---- TEXTO DE REFERÊNCIA
Valor: De que forma se qualifica então a inflação que temos? Em dezembro, o BC já disse que iria subir o juro. Mas que inflação o BC tem de combater?
Assis: Em 2015 convivemos com uma combinação inusitada. Convivemos com uma tentativa de fazer um ajuste fiscal e, simultaneamente, com um ajuste de preços que é simplesmente impactante. Tivemos dois insumos que subiram cerca de 50% no ano passado: energia elétrica que é insumo para tudo, e dólar, insumo para quase tudo. Isso nunca aconteceu no Brasil. Nos anos 1980, 1990, o máximo que tínhamos era uma desvalorização cambial de 30% que acabava sendo comida pela inflação que se acelerava. Agora tivemos ajustes simultâneos. Não tem como a inflação não acelerar. E por que os bancos centrais sobem juro quando tem inflação? Porque aumento de juro pode contrair a demanda e juro também pode valorizar a moeda local. Mas isso acontece em circunstâncias normais de temperatura e pressão. Prever hoje uma valorização do real é uma sandice. O real não tem condição de se valorizar e se o BC forçar uma valorização para conter a inflação estará cometendo um erro crasso. Não é por aí. Não é por arbitragens de taxas de juros que vamos controlar a inflação. Sobra o lado da demanda, mas a demanda está extremamente deteriorada. Ela já despencou e vai continuar despencando. O cenário para 2016 é de recessão, mas sobre resultados muito ruins. O que temos garantido é um aumento da relação Dívida/PIB. O Banco Central pode argumentar, dizendo que precisa fazer alguma coisa, uma vez que a política fiscal é um fiasco porque não conseguimos equacionar nossas contas públicas. E, portanto, precisamos usar a política monetária para fazer o que a política fiscal não está conseguindo fazer.

Valor: Mas se insistir com um aumento de juro para conter as expectativas, o BC não vai piorar as expectativas e correr o risco de perder reputação?
Assis: Acho que perder a reputação, não necessariamente. Mas ele pode colher o resultado adverso, mais difícil. A única coisa certa com os juros mais altos é que a despesa financeira se eleva. Como o PIB está caindo, a relação dívida/PIB vai dar um salto em 2016. Veja que as agências de rating, desde que houve aquela lambança com o conceito de dívida líquida, passaram a dar foco muito maior para a dívida bruta, que caminha para 70%.
--------
● **ATIVIDADES PROPOSTAS**:
[A] Reproduza o trecho da entrevista sobre inflação que vai de "Assis: Acho que" até "caminha para 70%.", incluindo este último.
[B] Na entrevista sobre inflação, quais são os dois insumos que, segundo Assis, subiram cerca de 50% no ano passado?
[C] Dê continuidade à entrevista sobre inflação a partir da última fala apresentada.
---- AMOSTRA DOS DADOS
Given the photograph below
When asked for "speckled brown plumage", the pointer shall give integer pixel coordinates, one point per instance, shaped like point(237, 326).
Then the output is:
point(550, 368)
--------
● **RESPOSTAS**:
[A]
Assis: Acho que perder a reputação, não necessariamente. Mas ele pode colher o resultado adverso, mais difícil. A única coisa certa com os juros mais altos é que a despesa financeira se eleva. Como o PIB está caindo, a relação dívida/PIB vai dar um salto em 2016. Veja que as agências de rating, desde que houve aquela lambança com o conceito de dívida líquida, passaram a dar foco muito maior para a dívida bruta, que caminha para 70%.

[B] Energia elétrica e dólar.

[C]
Valor: O que o BC poderia fazer, dado esse quadro, de política fiscal e política que não se resolvem?
Assis: Eu acho que existe um papel que é conduzir uma discussão a respeito dos juros altos. Esse é um papel que pode ser exercido pelo BC, que tem enorme competência técnica. O que nós, sociedade, temos que discutir é por que o Brasil precisa ter juros tão altos. O BC deveria conduzir esse debate. Por que a política monetária é relativamente ineficaz, por que temos que ter juros reais mais altos do que países que estão ou passaram por situações mais difíceis? Nós já sabemos uma resposta, que o próprio BC didaticamente ilustrou quando reduziu os juros de repente. Aparentemente, na opinião da presidente, os juros eram altos por falta de vontade política. Pois bem, os juros foram rebaixados na marra e não deu certo. Essa lição foi aprendida. E por todos. No documento que o PT lançou recentemente de crítica à política econômica, ao ministro [Joaquim] Levy, elaborado por vários economistas petistas, eles dizem exatamente isso: que os juros não podem ser reduzidos por decreto. Essa lição nós aprendemos a duras penas. Então, seria muito importante que, nesse período em que estamos discutindo tanto política fiscal, que o BC lidere a discussão sobre por que os juros são tão altos.

Valor: Esse debate aponta para a dominância fiscal?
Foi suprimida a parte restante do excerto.